## Tasks to perform
A. Using the article on the portable OCT scanner, answer each question on its own line, marked as shown.
(i) At which university is the team that developed the device?
(ii) In which journal was the study of the device's images published?
(iii) About what size is the finished device, according to the article?
B. From the article on the portable OCT scanner, return the part that opens with the words containing "A low-cost, highly" and closes with "for accurate diagnosis.", copied word for word.

## Selected excerpt
━━━━━━

A low-cost, highly portable optical coherence tomography (OCT) scanner has been unveiled, with its developers claiming it has the potential to bring the powerful technology to remote or underserved regions.
The team at Duke University behind the project have engineered the device to be 15x lighter and smaller than conventional OCT systs, and anticipate it could be sold for only one tenth of the cost of what is currently available on the market.
The device has also performed well in initial clinical trials. According to a study published in Translational Vision Science & Technology, 120 images captured by the device were 95% as sharp as images taken by commercial systems, allowing for accurate diagnosis.
The innovation that allows for the smaller and cheaper device is a new type of spectrometer. While conventional spectrometers have a high degree of accuracy, their complex array of lenses and mirrors is susceptible to misalignments due to bumps and changes in temperature. Wax’s device takes the light in a circular pattern in order to prevent misalignments from affecting results.
The end result is a device that is about the size of a lunchbox and could cost as little as US$15,000 (AU$21,400).
“Right now OCT devices sit in their own room and require a PhD scientist to tweak them to get everything working just right,” Wax said.“Ours can just sit on a shelf in the office and be taken down, used and put back without problems. We’ve scanned people in a Starbucks with it.”

━━━━━━

## Dataset records
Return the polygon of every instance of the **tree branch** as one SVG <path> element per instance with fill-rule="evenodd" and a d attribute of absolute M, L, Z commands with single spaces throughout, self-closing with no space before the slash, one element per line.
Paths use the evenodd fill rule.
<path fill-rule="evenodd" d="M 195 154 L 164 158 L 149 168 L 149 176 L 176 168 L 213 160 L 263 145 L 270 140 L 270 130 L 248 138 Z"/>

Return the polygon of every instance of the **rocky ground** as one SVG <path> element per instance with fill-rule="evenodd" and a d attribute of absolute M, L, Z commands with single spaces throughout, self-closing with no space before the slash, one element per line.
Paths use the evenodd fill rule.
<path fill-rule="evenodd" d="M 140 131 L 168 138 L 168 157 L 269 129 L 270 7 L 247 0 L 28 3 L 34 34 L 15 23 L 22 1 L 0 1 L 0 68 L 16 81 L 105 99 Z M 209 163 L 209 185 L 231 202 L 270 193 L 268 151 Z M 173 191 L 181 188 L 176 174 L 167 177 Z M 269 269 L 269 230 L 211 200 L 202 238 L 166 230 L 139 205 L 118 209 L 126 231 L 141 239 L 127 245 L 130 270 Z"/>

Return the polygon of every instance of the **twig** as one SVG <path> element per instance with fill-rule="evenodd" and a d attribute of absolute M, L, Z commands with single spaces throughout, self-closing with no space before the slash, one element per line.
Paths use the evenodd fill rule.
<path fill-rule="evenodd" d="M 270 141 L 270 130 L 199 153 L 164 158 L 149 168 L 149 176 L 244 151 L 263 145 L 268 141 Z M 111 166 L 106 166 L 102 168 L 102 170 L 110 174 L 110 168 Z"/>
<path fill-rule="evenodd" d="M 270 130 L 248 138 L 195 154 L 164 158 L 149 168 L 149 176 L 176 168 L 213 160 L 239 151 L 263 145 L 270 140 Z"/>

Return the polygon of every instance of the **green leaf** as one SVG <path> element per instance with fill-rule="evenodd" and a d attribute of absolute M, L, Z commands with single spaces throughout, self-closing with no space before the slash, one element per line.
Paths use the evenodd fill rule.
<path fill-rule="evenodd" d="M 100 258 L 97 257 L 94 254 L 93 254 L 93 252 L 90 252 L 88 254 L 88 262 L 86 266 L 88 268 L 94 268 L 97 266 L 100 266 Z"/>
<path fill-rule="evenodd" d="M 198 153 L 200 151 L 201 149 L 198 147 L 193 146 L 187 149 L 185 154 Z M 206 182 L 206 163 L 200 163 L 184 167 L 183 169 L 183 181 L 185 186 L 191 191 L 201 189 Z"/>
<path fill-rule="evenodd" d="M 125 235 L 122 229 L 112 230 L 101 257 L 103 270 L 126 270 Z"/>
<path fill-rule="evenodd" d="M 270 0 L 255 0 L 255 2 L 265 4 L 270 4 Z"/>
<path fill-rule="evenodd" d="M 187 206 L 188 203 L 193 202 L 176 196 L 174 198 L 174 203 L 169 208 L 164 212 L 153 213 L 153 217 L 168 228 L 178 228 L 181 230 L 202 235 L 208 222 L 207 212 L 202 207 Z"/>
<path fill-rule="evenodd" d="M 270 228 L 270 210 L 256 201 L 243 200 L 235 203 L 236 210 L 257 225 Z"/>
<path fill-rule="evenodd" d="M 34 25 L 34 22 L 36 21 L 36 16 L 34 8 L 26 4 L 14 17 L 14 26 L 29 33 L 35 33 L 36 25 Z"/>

━━━━━━

## Responses in order
A.
(i) Duke University
(ii) Translational Vision Science & Technology
(iii) About the size of a lunchbox

B.
A low-cost, highly portable optical coherence tomography (OCT) scanner has been unveiled, with its developers claiming it has the potential to bring the powerful technology to remote or underserved regions.
The team at Duke University behind the project have engineered the device to be 15x lighter and smaller than conventional OCT systs, and anticipate it could be sold for only one tenth of the cost of what is currently available on the market.
The device has also performed well in initial clinical trials. According to a study published in Translational Vision Science & Technology, 120 images captured by the device were 95% as sharp as images taken by commercial systems, allowing for accurate diagnosis.